··· Page extract ···

It is estimated that at least 15% of the US adult population suffer from chronic neck pain. While cervical intervertebral discs, cervical facet joints, atlanto-axial and atlanto-occipital joints, ligaments, fascia, muscle, and dura have all been shown to be potential causes for neck pain, it is often difficult to identify the exact cause of the pain. Spine imaging is often helpful in identifying targets for intervention.
Plain radiographs, MRI and CT scans have all been utilized as imaging modalities for diagnosing neck pain. Indications for radiographic imaging include age >50 with new symptoms, constitutional symptoms such as fevers or unexplained weight loss, moderate to severe pain lasting more than six weeks, progressive neurologic findings, infectious risk such as IVDA or immunosuppression, and history of malignancy.

··· Entries provided ···

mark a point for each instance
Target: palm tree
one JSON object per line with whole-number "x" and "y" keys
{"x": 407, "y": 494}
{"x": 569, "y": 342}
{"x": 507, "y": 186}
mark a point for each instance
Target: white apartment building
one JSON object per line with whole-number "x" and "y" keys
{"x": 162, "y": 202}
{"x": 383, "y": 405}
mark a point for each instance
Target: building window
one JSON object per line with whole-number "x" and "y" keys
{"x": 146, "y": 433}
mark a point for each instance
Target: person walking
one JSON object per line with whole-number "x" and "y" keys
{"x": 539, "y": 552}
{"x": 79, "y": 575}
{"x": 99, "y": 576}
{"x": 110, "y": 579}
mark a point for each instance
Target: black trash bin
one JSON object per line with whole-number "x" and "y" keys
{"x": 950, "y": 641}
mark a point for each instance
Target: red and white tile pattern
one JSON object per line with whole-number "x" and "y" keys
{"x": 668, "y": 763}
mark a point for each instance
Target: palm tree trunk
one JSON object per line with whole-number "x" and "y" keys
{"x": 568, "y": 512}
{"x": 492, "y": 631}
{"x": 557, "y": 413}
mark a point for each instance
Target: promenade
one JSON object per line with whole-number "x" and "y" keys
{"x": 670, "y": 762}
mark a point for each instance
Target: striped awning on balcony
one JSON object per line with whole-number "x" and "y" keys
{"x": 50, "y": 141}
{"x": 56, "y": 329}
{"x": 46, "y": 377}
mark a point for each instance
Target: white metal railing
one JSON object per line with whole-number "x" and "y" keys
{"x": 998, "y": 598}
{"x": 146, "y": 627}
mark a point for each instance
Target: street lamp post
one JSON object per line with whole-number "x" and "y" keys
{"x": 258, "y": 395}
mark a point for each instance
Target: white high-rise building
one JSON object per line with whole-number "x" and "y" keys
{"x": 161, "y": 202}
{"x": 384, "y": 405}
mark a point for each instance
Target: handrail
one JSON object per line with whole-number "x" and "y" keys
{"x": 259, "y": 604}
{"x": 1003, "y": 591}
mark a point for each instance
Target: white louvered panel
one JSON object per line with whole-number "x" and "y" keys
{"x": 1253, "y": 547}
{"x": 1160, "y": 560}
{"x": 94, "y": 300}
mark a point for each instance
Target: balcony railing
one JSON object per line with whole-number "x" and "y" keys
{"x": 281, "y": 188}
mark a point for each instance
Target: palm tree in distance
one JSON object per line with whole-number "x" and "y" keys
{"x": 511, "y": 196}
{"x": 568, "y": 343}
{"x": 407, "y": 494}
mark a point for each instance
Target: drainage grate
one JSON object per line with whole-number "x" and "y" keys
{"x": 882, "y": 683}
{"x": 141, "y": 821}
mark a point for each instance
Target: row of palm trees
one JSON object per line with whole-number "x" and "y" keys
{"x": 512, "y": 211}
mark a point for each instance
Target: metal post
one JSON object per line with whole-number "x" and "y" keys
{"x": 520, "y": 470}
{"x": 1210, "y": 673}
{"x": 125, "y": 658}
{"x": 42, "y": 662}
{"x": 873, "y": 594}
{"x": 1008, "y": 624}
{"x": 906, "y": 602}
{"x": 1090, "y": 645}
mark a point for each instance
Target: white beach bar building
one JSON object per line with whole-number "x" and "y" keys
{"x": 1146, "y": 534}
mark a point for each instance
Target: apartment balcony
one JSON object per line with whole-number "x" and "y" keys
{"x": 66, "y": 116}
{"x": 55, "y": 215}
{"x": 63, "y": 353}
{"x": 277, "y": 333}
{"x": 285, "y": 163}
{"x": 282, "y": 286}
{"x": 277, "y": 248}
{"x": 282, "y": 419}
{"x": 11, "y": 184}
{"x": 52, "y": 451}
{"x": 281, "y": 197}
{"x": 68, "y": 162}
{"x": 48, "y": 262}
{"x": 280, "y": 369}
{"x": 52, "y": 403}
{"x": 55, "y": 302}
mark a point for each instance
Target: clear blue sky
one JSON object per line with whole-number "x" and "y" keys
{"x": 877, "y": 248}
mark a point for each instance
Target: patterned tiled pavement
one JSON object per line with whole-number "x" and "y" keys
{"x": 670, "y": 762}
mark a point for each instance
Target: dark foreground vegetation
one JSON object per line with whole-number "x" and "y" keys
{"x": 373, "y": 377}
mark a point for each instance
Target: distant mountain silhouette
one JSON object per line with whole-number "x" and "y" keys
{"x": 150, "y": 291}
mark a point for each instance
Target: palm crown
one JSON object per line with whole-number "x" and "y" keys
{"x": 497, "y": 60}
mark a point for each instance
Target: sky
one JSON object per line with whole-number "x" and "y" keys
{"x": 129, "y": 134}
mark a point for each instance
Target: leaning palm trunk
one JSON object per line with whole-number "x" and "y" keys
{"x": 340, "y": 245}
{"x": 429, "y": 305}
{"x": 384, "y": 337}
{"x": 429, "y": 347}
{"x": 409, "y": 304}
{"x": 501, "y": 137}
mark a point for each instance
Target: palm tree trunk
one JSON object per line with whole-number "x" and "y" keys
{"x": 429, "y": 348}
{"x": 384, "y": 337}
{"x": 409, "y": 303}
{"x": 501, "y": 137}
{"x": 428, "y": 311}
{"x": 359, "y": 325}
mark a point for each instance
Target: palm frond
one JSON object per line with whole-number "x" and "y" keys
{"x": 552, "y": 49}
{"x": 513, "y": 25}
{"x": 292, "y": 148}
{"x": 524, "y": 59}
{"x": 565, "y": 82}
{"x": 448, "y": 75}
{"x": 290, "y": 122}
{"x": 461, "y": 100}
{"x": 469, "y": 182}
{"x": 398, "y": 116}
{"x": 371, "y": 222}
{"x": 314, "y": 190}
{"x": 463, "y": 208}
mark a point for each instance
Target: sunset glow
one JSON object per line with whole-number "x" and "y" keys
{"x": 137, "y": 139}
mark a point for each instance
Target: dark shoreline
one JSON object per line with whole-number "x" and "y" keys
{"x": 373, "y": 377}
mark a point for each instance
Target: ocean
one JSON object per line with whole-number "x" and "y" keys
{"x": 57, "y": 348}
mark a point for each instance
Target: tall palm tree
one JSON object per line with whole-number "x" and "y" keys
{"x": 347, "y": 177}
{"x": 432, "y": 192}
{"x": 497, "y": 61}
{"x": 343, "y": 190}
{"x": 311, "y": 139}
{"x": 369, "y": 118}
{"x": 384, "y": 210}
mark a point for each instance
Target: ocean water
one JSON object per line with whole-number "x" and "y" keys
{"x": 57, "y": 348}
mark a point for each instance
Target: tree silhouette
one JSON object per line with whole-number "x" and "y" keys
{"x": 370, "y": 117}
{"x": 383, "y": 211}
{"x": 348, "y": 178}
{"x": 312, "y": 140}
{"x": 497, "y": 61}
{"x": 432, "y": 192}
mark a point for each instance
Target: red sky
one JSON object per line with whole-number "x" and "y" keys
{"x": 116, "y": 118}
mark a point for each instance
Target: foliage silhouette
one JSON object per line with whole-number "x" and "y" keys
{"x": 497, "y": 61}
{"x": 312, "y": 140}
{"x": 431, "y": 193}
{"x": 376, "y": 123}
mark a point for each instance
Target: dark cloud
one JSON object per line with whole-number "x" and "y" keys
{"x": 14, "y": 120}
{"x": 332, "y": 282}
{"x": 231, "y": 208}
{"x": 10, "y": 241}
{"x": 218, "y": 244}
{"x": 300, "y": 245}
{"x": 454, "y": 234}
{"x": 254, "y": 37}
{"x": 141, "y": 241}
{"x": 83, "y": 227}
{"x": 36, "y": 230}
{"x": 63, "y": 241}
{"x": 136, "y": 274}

···
··· Entries provided ···

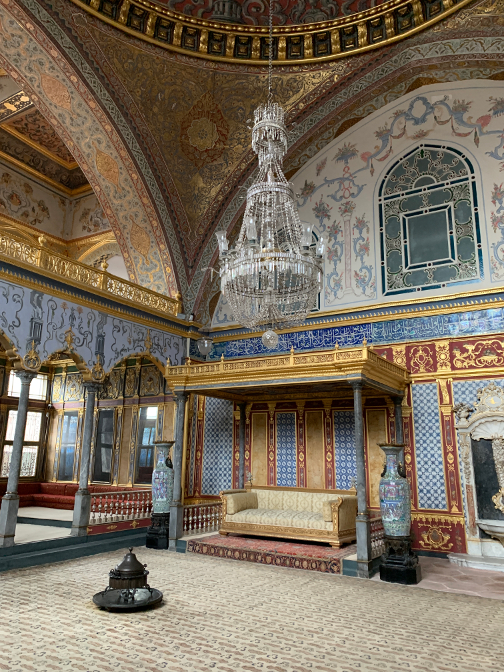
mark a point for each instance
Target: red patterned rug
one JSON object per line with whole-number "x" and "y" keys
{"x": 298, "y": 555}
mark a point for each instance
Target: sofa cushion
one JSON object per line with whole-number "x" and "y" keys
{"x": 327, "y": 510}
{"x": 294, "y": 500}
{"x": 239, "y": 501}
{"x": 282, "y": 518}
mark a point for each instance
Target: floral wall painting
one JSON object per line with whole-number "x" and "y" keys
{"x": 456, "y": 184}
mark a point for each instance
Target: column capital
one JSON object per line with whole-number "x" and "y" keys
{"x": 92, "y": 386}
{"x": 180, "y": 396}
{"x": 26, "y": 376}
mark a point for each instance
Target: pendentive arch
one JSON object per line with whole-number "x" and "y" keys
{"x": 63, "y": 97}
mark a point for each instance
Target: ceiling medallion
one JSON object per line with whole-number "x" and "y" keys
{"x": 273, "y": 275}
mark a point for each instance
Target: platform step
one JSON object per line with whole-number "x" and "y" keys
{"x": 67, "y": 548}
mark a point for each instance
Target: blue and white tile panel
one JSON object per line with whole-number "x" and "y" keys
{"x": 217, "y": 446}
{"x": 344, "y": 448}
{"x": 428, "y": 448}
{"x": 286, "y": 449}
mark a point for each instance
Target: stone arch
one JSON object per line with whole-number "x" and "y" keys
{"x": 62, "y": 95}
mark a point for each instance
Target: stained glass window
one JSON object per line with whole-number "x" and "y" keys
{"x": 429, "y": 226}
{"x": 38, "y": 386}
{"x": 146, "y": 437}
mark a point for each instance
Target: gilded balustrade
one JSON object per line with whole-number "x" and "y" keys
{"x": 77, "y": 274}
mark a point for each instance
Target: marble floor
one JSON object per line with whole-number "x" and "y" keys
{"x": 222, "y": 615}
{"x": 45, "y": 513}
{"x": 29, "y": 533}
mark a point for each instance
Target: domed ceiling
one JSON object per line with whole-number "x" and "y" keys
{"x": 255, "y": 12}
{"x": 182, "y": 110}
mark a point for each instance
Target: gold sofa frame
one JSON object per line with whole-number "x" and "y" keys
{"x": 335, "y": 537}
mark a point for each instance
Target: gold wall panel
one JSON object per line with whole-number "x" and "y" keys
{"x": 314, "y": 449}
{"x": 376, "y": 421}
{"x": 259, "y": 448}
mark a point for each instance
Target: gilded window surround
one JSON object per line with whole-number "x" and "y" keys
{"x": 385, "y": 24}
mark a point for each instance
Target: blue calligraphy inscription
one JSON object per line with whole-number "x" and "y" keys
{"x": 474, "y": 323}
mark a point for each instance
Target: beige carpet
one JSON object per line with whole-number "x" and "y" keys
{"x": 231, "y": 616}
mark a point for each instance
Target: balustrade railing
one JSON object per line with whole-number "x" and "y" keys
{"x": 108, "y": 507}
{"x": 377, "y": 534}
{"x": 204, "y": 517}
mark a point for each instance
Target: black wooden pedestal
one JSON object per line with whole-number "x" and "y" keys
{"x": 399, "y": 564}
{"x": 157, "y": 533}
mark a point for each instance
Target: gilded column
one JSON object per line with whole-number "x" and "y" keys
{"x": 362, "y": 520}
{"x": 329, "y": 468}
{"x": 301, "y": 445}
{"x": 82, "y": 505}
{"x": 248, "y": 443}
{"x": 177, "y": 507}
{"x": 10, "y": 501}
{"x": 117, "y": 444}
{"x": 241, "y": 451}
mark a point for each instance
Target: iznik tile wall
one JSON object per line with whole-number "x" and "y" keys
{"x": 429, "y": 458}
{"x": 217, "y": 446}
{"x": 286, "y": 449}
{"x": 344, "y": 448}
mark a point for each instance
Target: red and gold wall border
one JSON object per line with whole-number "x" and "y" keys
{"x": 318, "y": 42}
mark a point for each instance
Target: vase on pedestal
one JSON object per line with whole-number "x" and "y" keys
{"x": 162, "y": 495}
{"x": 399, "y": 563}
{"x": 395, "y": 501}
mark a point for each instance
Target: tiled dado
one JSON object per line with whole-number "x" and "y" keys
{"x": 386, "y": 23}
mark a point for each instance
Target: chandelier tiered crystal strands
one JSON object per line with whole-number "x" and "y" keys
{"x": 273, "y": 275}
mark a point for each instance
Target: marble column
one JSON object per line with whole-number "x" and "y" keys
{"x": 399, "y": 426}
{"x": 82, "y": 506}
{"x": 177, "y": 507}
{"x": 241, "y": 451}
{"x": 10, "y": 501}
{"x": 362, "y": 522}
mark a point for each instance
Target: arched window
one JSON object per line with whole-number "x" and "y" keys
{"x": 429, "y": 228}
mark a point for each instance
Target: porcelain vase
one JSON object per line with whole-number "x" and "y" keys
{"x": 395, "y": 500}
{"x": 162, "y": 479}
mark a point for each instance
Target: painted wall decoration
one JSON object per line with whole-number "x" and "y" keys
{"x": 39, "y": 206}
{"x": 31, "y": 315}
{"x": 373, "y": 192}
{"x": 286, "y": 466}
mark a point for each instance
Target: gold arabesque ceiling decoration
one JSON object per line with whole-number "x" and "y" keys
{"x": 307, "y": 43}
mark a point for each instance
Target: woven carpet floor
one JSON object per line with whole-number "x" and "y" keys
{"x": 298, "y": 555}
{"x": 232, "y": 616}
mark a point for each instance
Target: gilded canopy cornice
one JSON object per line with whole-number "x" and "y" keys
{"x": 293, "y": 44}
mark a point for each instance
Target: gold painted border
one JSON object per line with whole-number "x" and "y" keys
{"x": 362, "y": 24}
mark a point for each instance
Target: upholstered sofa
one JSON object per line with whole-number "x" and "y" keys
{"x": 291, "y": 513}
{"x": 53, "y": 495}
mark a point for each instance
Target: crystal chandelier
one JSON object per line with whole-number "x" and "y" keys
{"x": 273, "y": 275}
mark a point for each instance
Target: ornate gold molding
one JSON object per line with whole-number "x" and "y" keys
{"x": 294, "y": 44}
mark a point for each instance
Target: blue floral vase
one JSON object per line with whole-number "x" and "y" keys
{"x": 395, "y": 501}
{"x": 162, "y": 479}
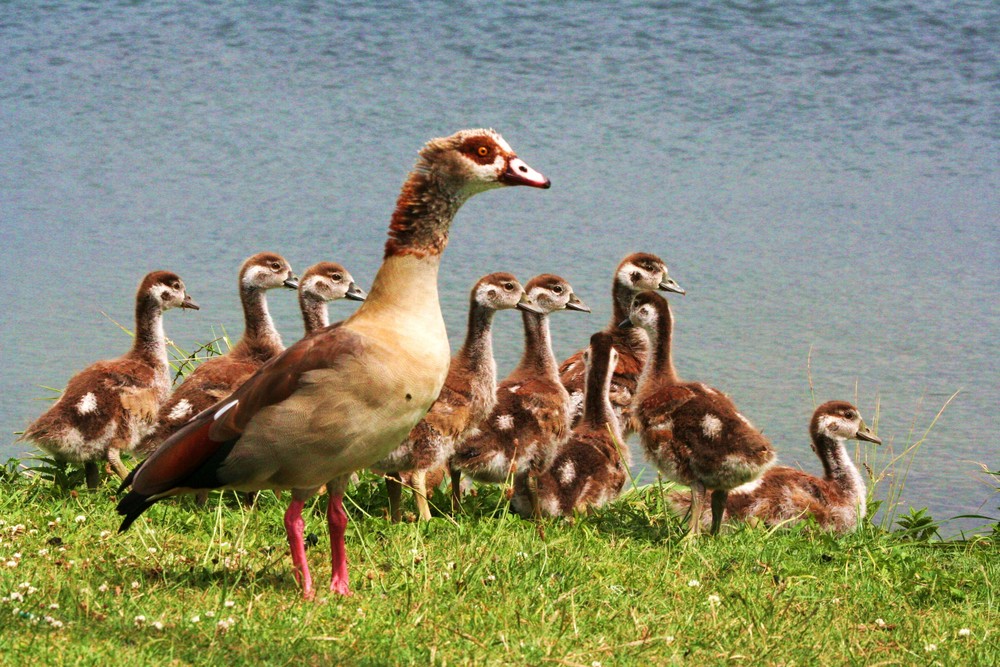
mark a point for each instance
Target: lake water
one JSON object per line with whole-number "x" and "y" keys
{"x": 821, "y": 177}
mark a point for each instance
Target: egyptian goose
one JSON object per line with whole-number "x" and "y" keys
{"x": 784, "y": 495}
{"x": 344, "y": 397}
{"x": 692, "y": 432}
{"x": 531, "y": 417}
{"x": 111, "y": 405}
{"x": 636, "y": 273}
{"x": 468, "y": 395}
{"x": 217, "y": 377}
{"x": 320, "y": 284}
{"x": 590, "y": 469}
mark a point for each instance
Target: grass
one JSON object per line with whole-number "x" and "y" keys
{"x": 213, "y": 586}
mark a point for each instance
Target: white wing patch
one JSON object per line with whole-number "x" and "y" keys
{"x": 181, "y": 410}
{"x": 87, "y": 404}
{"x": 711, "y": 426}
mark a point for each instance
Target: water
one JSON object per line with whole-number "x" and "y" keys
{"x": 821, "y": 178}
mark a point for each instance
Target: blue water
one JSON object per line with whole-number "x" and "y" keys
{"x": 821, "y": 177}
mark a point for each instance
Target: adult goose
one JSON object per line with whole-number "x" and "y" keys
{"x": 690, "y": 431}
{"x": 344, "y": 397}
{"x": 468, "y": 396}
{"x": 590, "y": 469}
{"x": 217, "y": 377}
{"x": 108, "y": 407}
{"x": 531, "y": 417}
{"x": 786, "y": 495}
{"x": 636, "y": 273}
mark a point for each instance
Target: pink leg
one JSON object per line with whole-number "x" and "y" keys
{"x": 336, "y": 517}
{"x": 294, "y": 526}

···

● Work task
According to the text on chronic neck pain, what share of the US adult population is estimated to suffer from it? The records are not needed.

● Task solution
At least 15%.